The names of the open clip models are in the format of "implementation source / model name / pretrained dataset". The detailed configurations of models can be found here.
settings = {
"index_defaults": {
"treat_urls_and_pointers_as_images": True,
"model": "open_clip/ViT-H-14/laion2b_s32b_b79k",
"normalize_embeddings": True,
},
}
response = mq.create_index("my-index", settings_dict=settings)
ONNX Clip
We now add onnx version of clip models into our available models. Currently, Marqo support two onnx models: - onnx32/openai/ViT-L/14 - onnx16/openai/ViT-L/14
The onnx32/openai/ViT-L/14
model should get the same results as the pytorch version (ViT-L-14
) with a faster
speed. In our test, it can reduce the index time from 80ms to 60ms for each image. We encourage you
to use this model if you need to index a large amount of images with best accuracy.
The onnx16/openai/ViT-L/14
is the float16
version of the above model. It provides even faster
inference speed, 28ms per image. However, its searching accuracy is not as good as the float32
version. If you really
care about indexing speed but are less sensitive to accuracy, this might be your choice.
Similarly, choose these model by setting your index as:
settings = {
"index_defaults": {
"treat_urls_and_pointers_as_images": True,
"model": "onnx32/openai/ViT-L/14",
"normalize_embeddings": True,
},
}
response = mq.create_index("my-index", settings_dict=settings)
Generic Models
You can also use models that are not supported by default.
settings = {
"index_defaults": {
"treat_urls_and_pointers_as_images": False,
"model": 'unique-model-alias',
"model_properties": {"name": "sentence-transformers/multi-qa-MiniLM-L6-cos-v1",
"dimensions": 384,
"tokens": 128,
"type": "sbert"},
"normalize_embeddings": True,
},
}
response = mq.create_index("my-generic-model-index", settings_dict=settings)
┄┄┄┄┄┄
§ BRIEF: Retype everything in the Marqo models text from "Similarly, choose these" down to "supported by default.". The data is not needed.

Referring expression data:
┄┄┄┄┄┄
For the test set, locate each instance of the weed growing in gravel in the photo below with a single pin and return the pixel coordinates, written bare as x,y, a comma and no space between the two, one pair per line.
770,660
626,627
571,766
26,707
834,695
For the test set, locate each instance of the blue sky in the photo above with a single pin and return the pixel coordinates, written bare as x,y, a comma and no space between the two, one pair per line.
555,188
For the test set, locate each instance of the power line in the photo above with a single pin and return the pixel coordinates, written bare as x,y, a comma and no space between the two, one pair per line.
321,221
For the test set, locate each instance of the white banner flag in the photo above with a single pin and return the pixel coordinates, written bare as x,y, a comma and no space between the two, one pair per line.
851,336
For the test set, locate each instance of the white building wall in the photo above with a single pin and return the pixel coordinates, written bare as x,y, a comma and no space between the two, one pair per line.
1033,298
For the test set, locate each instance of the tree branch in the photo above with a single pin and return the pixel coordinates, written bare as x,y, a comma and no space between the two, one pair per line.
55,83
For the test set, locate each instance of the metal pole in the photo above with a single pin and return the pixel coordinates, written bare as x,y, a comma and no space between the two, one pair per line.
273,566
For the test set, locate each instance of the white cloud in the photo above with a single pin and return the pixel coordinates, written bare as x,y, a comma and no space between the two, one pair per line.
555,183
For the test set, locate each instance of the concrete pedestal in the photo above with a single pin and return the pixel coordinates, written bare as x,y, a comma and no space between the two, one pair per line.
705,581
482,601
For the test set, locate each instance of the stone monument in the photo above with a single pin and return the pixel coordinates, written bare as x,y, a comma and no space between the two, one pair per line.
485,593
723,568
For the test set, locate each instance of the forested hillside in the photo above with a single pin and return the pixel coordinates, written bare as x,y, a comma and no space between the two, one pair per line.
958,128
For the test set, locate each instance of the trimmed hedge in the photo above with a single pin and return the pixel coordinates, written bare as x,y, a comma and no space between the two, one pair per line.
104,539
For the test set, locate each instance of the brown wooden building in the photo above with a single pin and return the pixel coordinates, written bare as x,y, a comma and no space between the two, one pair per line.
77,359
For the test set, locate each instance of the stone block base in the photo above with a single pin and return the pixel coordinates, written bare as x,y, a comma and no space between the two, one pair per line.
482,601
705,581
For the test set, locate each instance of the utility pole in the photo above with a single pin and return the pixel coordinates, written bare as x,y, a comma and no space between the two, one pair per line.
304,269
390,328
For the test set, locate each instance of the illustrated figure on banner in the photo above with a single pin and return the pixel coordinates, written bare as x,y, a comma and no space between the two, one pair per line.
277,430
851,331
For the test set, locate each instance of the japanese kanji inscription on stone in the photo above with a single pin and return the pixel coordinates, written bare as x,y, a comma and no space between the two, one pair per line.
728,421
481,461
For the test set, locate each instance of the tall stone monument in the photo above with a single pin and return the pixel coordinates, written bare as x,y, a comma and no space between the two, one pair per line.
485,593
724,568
┄┄┄┄┄┄
§ EXERCISE ANSWER:
Similarly, choose these model by setting your index as:
settings = {
"index_defaults": {
"treat_urls_and_pointers_as_images": True,
"model": "onnx32/openai/ViT-L/14",
"normalize_embeddings": True,
},
}
response = mq.create_index("my-index", settings_dict=settings)
Generic Models
You can also use models that are not supported by default.